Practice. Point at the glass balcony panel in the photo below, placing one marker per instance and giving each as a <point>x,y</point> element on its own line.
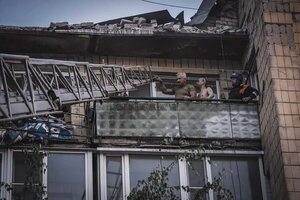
<point>177,119</point>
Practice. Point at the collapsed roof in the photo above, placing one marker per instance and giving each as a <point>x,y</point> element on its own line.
<point>144,35</point>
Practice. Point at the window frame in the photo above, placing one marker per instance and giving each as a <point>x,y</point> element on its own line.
<point>87,163</point>
<point>182,165</point>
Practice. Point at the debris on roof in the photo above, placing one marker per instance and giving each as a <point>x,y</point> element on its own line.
<point>216,12</point>
<point>38,129</point>
<point>210,19</point>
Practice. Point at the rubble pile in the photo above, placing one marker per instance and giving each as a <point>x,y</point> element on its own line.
<point>138,26</point>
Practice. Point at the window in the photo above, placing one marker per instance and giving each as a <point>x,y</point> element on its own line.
<point>122,173</point>
<point>114,177</point>
<point>196,176</point>
<point>240,175</point>
<point>20,173</point>
<point>141,167</point>
<point>66,176</point>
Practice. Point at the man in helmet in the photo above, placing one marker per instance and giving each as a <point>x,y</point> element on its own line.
<point>241,91</point>
<point>181,90</point>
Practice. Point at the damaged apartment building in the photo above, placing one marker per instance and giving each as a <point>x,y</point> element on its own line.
<point>107,125</point>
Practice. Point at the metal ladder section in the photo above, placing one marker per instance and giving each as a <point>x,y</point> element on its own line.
<point>31,87</point>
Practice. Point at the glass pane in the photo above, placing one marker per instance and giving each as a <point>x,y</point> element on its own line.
<point>142,166</point>
<point>196,173</point>
<point>18,193</point>
<point>193,193</point>
<point>20,169</point>
<point>241,176</point>
<point>114,177</point>
<point>66,176</point>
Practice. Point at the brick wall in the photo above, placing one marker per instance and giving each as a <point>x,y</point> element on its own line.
<point>274,34</point>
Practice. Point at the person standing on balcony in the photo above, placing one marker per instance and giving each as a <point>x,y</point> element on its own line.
<point>182,88</point>
<point>205,92</point>
<point>241,91</point>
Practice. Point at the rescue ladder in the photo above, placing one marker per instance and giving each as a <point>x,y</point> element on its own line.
<point>31,87</point>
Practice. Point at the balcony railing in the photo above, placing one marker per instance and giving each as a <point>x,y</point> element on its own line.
<point>179,119</point>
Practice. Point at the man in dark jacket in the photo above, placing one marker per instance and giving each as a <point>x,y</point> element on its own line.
<point>241,91</point>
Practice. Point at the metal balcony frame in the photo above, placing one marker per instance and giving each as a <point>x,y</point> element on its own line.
<point>31,87</point>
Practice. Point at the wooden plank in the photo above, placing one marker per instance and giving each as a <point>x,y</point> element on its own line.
<point>187,70</point>
<point>154,62</point>
<point>132,61</point>
<point>170,63</point>
<point>140,61</point>
<point>125,60</point>
<point>119,60</point>
<point>111,60</point>
<point>199,63</point>
<point>177,63</point>
<point>192,63</point>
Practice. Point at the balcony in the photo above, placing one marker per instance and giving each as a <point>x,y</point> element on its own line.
<point>178,119</point>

● Goal
Render all the items above as a two-column CSV with a header row of item_text and markers, one row per item. Put each item's text and its answer in one quoted field apiece, replace line breaks with spaces, and leave the pictures out.

● Response for this exercise
item_text,markers
"Practice. Point at the glass balcony panel in the photo below, placing one marker per instance and giving each as a <point>x,y</point> element on its own line.","<point>177,119</point>"
"Practice. Point at the collapsed roof in the photo above, placing one marker per instance and giving each as a <point>x,y</point> element on its own line.","<point>144,35</point>"
"Practice. Point at the window frame in the photo above, placing one marker per instance and giving each as a <point>x,y</point> element on its own line.","<point>87,163</point> <point>182,165</point>"
"Practice. Point at the debris on roof in the photo above, placing one marker per instance and giving each as a <point>x,y</point> element on its own line.","<point>216,12</point> <point>38,129</point> <point>210,19</point>"
"Practice. Point at the rubble pile in the photo above, placing one marker per instance and giving each as a <point>x,y</point> element on its own line.","<point>138,26</point>"
"Practice. Point at the window in the photo above, placing one marker per instance and giving each as a <point>x,y</point> element on its own line.","<point>122,173</point> <point>114,177</point> <point>196,176</point> <point>240,175</point> <point>20,173</point> <point>141,167</point> <point>66,176</point>"
"Practice. Point at the man in helmet in the photo above, placing one marker per instance and giving each as a <point>x,y</point> element on its own line.","<point>241,91</point> <point>181,90</point>"
"Practice. Point at the damaged apartment building in the photo above, placing one marker per instance and giving each as a <point>x,y</point> element on its own line.","<point>107,125</point>"
"Practice. Point at the metal ladder section in the photo above, placing one marker per instance and giving each as a <point>x,y</point> element on its own line.","<point>31,87</point>"
"Practice. Point at the glass pane in the photo above, placing one marker per instance and giving each as a <point>x,y</point> element on its own line.","<point>142,166</point> <point>196,173</point> <point>18,193</point> <point>193,193</point> <point>20,169</point> <point>241,176</point> <point>114,177</point> <point>66,176</point>"
"Practice. Point at the brick wall in the photo above, placing one marker per instance and giving each as a <point>x,y</point> element on its own line.","<point>274,34</point>"
"Practice. Point at the person standing on balcony in the photo above, placing one marker per instance and giving each as a <point>x,y</point> element on its own line.","<point>182,88</point> <point>205,92</point> <point>241,91</point>"
"Practice. Point at the rescue ladder in the photo above, placing one marker per instance and giving each as a <point>x,y</point> element on its own line.","<point>31,87</point>"
"Practice. Point at the balcony railing in the photo above, placing one marker per instance and giving each as a <point>x,y</point> element on its own line.","<point>179,119</point>"
"Practice. Point at the man in dark jacket in the photo above, placing one marker per instance and giving each as a <point>x,y</point> element on its own line.","<point>241,91</point>"
"Practice. Point at the metal balcony frame in the photo above, placing one marker per instance and giving each as a <point>x,y</point> element on its own line.","<point>31,87</point>"
"Practice. Point at the wooden plank in the photo above, placing one marker per instance and giving each as a <point>x,y</point> element on its own line.","<point>187,70</point> <point>154,62</point> <point>132,61</point> <point>170,63</point> <point>140,61</point> <point>125,60</point> <point>119,60</point> <point>111,60</point> <point>199,63</point> <point>177,63</point> <point>192,63</point>"
"Practice. Point at the balcony in the photo above, placing one marker per instance and giving each as a <point>x,y</point> element on its own line.","<point>178,119</point>"